**What the exercise asks:** Omit all pictures, then print the entries exactly.

--- Source records Enclosed Below ---

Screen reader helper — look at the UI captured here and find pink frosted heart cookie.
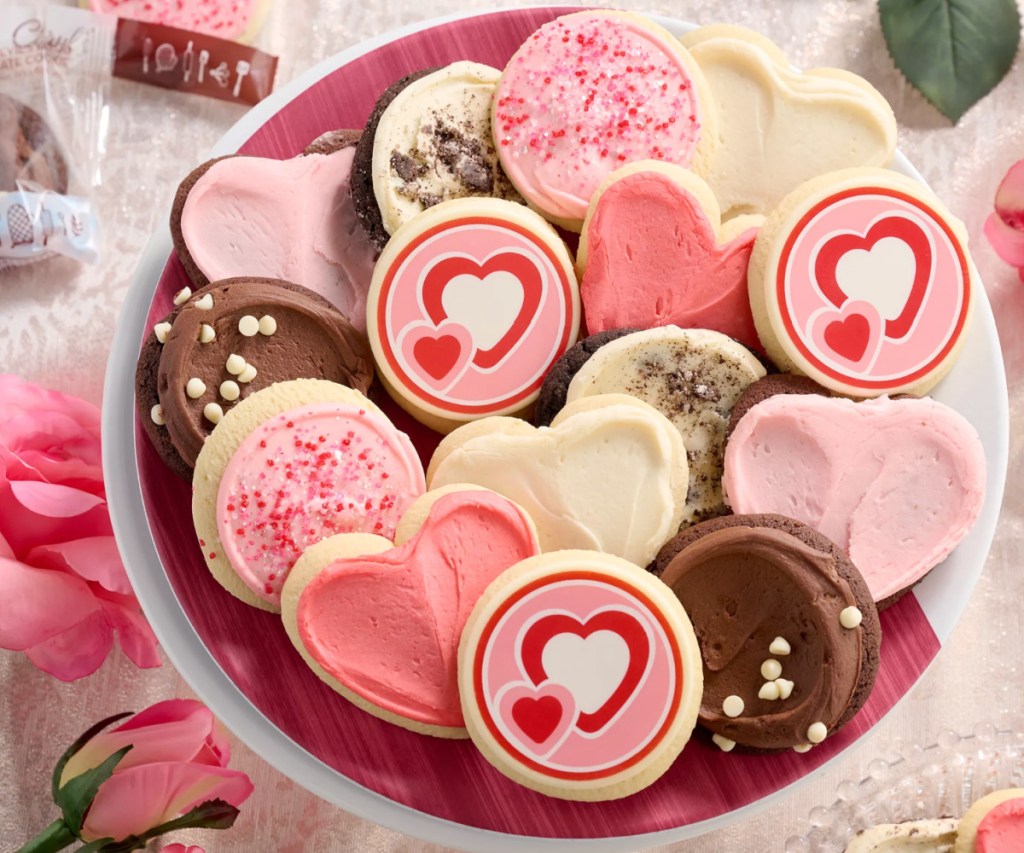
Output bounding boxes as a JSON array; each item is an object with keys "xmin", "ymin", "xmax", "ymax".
[
  {"xmin": 280, "ymin": 486, "xmax": 540, "ymax": 736},
  {"xmin": 192, "ymin": 379, "xmax": 426, "ymax": 612},
  {"xmin": 458, "ymin": 549, "xmax": 703, "ymax": 800},
  {"xmin": 578, "ymin": 161, "xmax": 762, "ymax": 349},
  {"xmin": 749, "ymin": 168, "xmax": 977, "ymax": 396},
  {"xmin": 493, "ymin": 10, "xmax": 716, "ymax": 231},
  {"xmin": 367, "ymin": 196, "xmax": 580, "ymax": 432},
  {"xmin": 723, "ymin": 392, "xmax": 986, "ymax": 604}
]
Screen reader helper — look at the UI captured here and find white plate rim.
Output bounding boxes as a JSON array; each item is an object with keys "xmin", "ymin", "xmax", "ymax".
[{"xmin": 102, "ymin": 7, "xmax": 1010, "ymax": 851}]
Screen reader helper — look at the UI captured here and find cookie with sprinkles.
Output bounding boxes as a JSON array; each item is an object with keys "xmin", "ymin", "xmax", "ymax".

--- End of Enclosed Source records ---

**Reply:**
Screen reader helper — look at the UI captured here and find pink frosted heart cookie.
Output bounding boxes as a JSON array; each item is an object with keys "xmin", "ymin", "xmax", "ymax".
[
  {"xmin": 280, "ymin": 486, "xmax": 540, "ymax": 736},
  {"xmin": 192, "ymin": 379, "xmax": 426, "ymax": 612},
  {"xmin": 458, "ymin": 549, "xmax": 703, "ymax": 800},
  {"xmin": 578, "ymin": 161, "xmax": 762, "ymax": 349},
  {"xmin": 749, "ymin": 168, "xmax": 977, "ymax": 396},
  {"xmin": 493, "ymin": 10, "xmax": 716, "ymax": 231},
  {"xmin": 367, "ymin": 196, "xmax": 580, "ymax": 432},
  {"xmin": 723, "ymin": 392, "xmax": 986, "ymax": 604}
]
Screen reader helper — look at the UI captured here and find white plate rim.
Output bounding boxes as a JSON array; each item is an object with keys "xmin", "ymin", "xmax", "ymax".
[{"xmin": 102, "ymin": 7, "xmax": 1010, "ymax": 851}]
Screen reader helper — look at the UI captured here and find cookie with sprinkles.
Output bounding boxes as a JSON array; each item is an object with keys "xmin", "ymin", "xmax", "ymax".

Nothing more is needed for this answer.